PROMPT :: Reproduce exactly, with no other output, every line of the data below from the line containing "Q: Find one point on every instance of the hull" to the end, inclusive.

INPUT ::
-- BEGIN --

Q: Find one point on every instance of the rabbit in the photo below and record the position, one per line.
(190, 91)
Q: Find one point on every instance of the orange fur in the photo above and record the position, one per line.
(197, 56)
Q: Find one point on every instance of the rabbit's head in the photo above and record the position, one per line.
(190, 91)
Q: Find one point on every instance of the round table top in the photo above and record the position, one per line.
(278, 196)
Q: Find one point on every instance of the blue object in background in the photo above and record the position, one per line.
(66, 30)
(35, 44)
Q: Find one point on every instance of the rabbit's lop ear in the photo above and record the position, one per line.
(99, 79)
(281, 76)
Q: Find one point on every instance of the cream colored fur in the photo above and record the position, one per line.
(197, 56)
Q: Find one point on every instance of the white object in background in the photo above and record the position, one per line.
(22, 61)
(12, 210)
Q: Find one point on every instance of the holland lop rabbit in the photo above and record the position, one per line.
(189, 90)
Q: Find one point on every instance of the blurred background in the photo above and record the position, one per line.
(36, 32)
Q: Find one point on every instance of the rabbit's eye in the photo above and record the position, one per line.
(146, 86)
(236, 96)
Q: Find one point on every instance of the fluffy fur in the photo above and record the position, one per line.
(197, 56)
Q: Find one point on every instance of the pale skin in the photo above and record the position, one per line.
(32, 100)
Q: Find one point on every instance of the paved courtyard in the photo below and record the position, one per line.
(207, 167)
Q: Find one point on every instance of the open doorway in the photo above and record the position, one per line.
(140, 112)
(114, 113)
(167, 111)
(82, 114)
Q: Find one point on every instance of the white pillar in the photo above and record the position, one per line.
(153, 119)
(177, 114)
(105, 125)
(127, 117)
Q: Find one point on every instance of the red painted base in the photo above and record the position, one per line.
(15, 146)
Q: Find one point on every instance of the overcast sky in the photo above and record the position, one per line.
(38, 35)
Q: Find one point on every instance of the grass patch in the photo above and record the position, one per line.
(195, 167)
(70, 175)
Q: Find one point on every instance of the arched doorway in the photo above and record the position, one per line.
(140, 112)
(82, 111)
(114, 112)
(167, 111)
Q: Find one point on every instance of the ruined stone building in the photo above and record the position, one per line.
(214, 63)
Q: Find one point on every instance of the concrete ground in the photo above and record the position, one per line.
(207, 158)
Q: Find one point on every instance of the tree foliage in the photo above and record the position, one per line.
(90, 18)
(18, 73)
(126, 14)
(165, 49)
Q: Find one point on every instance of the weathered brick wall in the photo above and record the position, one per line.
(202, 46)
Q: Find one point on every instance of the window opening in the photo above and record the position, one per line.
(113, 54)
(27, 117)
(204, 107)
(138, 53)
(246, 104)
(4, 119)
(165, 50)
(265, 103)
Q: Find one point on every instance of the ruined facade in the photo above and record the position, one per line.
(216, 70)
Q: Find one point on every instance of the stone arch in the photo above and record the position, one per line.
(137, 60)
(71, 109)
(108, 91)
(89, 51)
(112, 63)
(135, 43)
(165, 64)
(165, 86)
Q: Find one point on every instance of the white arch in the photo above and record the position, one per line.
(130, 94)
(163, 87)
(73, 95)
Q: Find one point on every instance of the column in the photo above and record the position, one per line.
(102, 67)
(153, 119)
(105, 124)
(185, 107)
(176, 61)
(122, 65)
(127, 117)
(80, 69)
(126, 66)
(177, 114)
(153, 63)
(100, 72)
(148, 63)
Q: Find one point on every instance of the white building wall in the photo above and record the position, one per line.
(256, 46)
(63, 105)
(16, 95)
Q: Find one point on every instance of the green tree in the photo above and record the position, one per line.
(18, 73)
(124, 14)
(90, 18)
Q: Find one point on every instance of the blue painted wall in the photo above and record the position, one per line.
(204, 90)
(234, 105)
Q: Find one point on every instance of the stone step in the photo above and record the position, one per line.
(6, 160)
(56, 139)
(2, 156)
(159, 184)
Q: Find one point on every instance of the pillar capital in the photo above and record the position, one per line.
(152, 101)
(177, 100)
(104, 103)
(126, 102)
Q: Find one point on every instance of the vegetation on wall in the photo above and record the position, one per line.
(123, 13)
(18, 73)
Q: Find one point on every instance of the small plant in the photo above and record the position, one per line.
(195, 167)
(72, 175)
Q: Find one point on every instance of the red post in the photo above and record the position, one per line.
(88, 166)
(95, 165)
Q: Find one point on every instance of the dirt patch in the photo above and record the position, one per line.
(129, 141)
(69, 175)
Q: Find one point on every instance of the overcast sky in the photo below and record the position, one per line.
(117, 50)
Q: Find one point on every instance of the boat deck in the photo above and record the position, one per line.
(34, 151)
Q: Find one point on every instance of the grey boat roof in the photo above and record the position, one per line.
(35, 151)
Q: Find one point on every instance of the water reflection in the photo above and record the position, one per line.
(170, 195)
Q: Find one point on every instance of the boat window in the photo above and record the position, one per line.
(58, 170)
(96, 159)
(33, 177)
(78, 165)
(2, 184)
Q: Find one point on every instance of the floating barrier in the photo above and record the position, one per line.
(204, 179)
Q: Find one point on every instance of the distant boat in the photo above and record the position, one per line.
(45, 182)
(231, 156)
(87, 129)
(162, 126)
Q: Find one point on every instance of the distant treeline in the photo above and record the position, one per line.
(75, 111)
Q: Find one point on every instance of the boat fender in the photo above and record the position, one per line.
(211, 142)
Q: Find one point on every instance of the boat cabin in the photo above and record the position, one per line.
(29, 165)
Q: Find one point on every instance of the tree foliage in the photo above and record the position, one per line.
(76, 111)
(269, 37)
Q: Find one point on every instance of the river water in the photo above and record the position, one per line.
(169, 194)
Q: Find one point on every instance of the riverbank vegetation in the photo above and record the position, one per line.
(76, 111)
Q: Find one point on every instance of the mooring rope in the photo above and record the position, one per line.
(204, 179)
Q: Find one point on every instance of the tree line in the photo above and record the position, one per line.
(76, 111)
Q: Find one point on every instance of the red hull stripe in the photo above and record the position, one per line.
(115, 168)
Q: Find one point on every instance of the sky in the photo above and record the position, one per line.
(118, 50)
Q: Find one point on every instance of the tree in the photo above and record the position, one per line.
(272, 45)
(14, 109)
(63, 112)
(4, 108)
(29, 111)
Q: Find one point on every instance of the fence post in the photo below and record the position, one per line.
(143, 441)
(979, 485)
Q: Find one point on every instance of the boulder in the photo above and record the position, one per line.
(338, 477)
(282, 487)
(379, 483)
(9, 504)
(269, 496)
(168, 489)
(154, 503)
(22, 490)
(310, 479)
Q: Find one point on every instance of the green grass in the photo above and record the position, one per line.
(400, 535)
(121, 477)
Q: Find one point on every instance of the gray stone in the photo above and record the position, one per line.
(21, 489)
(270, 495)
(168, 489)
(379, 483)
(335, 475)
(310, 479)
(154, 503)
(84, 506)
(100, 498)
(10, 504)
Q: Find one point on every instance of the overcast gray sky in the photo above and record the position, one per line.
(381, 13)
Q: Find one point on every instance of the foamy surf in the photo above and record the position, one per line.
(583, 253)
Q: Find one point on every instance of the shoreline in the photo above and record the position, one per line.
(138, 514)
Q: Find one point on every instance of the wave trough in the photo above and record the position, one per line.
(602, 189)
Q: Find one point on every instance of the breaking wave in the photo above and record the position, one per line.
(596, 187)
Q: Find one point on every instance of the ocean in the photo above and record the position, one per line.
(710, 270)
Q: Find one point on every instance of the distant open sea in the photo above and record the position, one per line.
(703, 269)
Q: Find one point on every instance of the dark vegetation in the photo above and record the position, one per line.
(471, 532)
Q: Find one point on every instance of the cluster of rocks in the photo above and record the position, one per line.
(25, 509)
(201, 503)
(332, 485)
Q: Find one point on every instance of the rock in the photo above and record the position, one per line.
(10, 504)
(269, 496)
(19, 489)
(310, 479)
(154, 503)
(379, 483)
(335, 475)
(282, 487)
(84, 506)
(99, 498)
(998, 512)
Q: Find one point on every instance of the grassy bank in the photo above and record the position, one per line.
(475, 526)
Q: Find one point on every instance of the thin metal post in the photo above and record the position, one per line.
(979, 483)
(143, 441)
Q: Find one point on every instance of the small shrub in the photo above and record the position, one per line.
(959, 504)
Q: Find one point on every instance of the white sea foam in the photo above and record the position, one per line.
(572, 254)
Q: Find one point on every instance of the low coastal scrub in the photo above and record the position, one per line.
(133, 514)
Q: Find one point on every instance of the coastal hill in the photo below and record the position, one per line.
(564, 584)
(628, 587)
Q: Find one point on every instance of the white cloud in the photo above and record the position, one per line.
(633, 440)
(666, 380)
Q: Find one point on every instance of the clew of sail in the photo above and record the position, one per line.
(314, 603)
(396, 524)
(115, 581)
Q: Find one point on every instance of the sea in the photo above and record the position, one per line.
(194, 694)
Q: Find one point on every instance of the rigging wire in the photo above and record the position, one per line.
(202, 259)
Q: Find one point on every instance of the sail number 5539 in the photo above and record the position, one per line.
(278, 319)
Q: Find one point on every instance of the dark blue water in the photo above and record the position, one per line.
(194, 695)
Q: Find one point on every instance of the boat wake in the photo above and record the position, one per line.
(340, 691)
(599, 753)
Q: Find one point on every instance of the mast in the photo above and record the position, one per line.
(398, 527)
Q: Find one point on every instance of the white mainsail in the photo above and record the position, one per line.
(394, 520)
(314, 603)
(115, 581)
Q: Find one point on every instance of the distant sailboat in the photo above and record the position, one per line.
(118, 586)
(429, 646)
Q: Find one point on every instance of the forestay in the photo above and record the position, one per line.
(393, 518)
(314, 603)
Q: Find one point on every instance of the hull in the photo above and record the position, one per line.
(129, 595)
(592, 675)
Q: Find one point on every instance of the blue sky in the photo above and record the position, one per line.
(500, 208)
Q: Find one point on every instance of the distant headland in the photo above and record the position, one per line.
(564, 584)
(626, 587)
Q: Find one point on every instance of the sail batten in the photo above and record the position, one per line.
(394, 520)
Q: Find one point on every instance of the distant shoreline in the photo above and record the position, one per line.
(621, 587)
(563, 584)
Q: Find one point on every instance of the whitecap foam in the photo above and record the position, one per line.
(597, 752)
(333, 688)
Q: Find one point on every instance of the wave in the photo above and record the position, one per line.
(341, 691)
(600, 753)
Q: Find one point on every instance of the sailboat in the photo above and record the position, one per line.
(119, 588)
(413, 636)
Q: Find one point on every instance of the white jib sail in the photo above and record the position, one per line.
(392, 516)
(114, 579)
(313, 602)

-- END --

RESPONSE TO THIS EXERCISE ::
Q: Find one point on every instance of the hull in the photo above and record the position, one per line.
(129, 595)
(592, 675)
Q: Find one point on every instance of the blue sky in the photo above and record the position, one per line.
(500, 208)
Q: Find one point on every instance of the distant headland in the photo above and record the position, one per line.
(564, 584)
(626, 587)
Q: Find one point on every instance of the sail batten in the photo above and record the position, one per line.
(394, 520)
Q: Find one point on every instance of the distant shoreline in the photo above and record the position, one per line.
(621, 587)
(563, 584)
Q: Find one point on every instance of the whitecap foam in the photo above and record the position, one per line.
(597, 752)
(333, 688)
Q: Find one point on every instance of the wave in the photo above and record the position, one per line.
(341, 691)
(600, 753)
Q: Find one point on every instance of the sailboat in the photo above and record the position, one per line.
(119, 588)
(413, 636)
Q: Find one point on every instance of the white jib sail in the photo above and record the position, one per line.
(392, 516)
(114, 579)
(313, 602)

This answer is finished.